- AIM 1 -
List every distinct Plot function called in the first code block of the automatic differentiation tutorial.
- AIM 2 -
Rewrite the automatic differentiation tutorial from "Example 1: Higher-Order" to "derivatives of f0 *)", replacing "f0" with "fn0" wherever it occurs.

- DOCUMENT SECTION -
┄┄┄┄┄┄

In order to understand AD, you need to practice enough, especially if you are interested in the knowing the mechanisms under the hood. I provide some small but representative examples to help you start.


Example 1: Higher-Order Derivatives
^^^^^^^^^^^^^^^^^^^^^^^^^^^^^^^^^^^^^^^^^^^^^^^^^

The following code first defines a function ``f0``, then calculates from the first to the fourth derivative by calling ``Algodiff.AD.diff`` function.

.. code-block:: ocaml

  open Algodiff.D;;

  let map f x = Vec.map (fun a -> a |> pack_flt |> f |> unpack_flt) x;;

  (* calculate derivatives of f0 *)
  let f0 x = Maths.(tanh x);;
  let f1 = diff f0;;
  let f2 = diff f1;;
  let f3 = diff f2;;
  let f4 = diff f3;;

  let x = Vec.linspace (-4.) 4. 200;;
  let y0 = map f0 x;;
  let y1 = map f1 x;;
  let y2 = map f2 x;;
  let y3 = map f3 x;;
  let y4 = map f4 x;;

  (* plot the values of all functions *)
  let h = Plot.create "plot_021.png" in
  Plot.set_foreground_color h 0 0 0;
  Plot.set_background_color h 255 255 255;
  Plot.plot ~h x y0;
  Plot.plot ~h x y1;
  Plot.plot ~h x y2;
  Plot.plot ~h x y3;
  Plot.plot ~h x y4;
  Plot.output h;;


Start your ``utop``, then load and open ``Owl`` library. Copy and past the code above, the generated figure will look like this.

.. figure:: ../figure/plot_021.png
   :width: 100%
   :align: center
   :alt: higher order derivatives


If you replace ``f0`` in the previous example with the following definition, then you will have another good-looking figure :)

.. code-block:: ocaml

  let f0 x = Maths.(
    let y = exp (neg x) in
    (F 1. - y) / (F 1. + y)
  );;


As you see, you can just keep calling ``diff`` to get higher and higher-order derivatives. E.g., ``let g = f |> diff |> diff |> diff |> diff`` will give you the fourth derivative of ``f``.


Example 2: Gradient Descent Algorithm
^^^^^^^^^^^^^^^^^^^^^^^^^^^^^^^^^^^^^^^^^^^^^^^^^

Gradient Descent (GD) is a popular numerical method for calculating the optimal value for a given function. Often you need to hand craft the derivative of your function ``f`` before plugging into gradient descendent algorithm. With ``Algodiff``, derivation can be done easily. The following several lines of code define the skeleton of GD.

┄┄┄┄┄┄

- STORED DATA -
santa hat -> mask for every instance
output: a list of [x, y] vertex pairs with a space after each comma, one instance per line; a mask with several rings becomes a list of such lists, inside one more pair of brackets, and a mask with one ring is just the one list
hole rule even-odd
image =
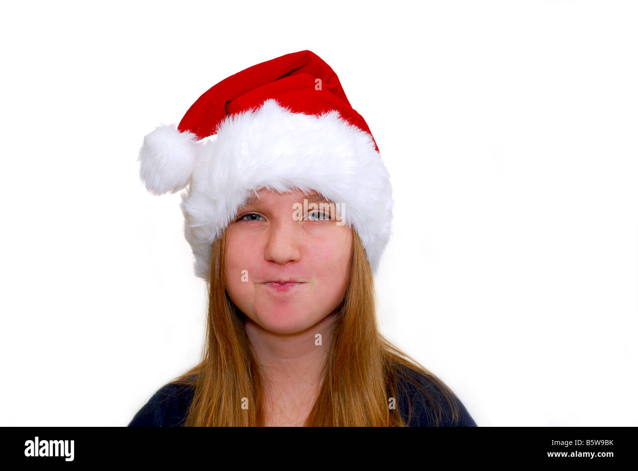
[[179, 126], [144, 140], [140, 177], [153, 194], [181, 195], [195, 273], [208, 280], [213, 243], [262, 188], [316, 191], [343, 203], [373, 273], [390, 237], [389, 175], [337, 75], [309, 50], [249, 67], [202, 95]]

┄┄┄┄┄┄

- ANSWER 1 -
Plot.create, Plot.set_foreground_color, Plot.set_background_color, Plot.plot, Plot.output

- ANSWER 2 -
Example 1: Higher-Order Derivatives
^^^^^^^^^^^^^^^^^^^^^^^^^^^^^^^^^^^^^^^^^^^^^^^^^

The following code first defines a function ``fn0``, then calculates from the first to the fourth derivative by calling ``Algodiff.AD.diff`` function.

.. code-block:: ocaml

  open Algodiff.D;;

  let map f x = Vec.map (fun a -> a |> pack_flt |> f |> unpack_flt) x;;

  (* calculate derivatives of fn0 *)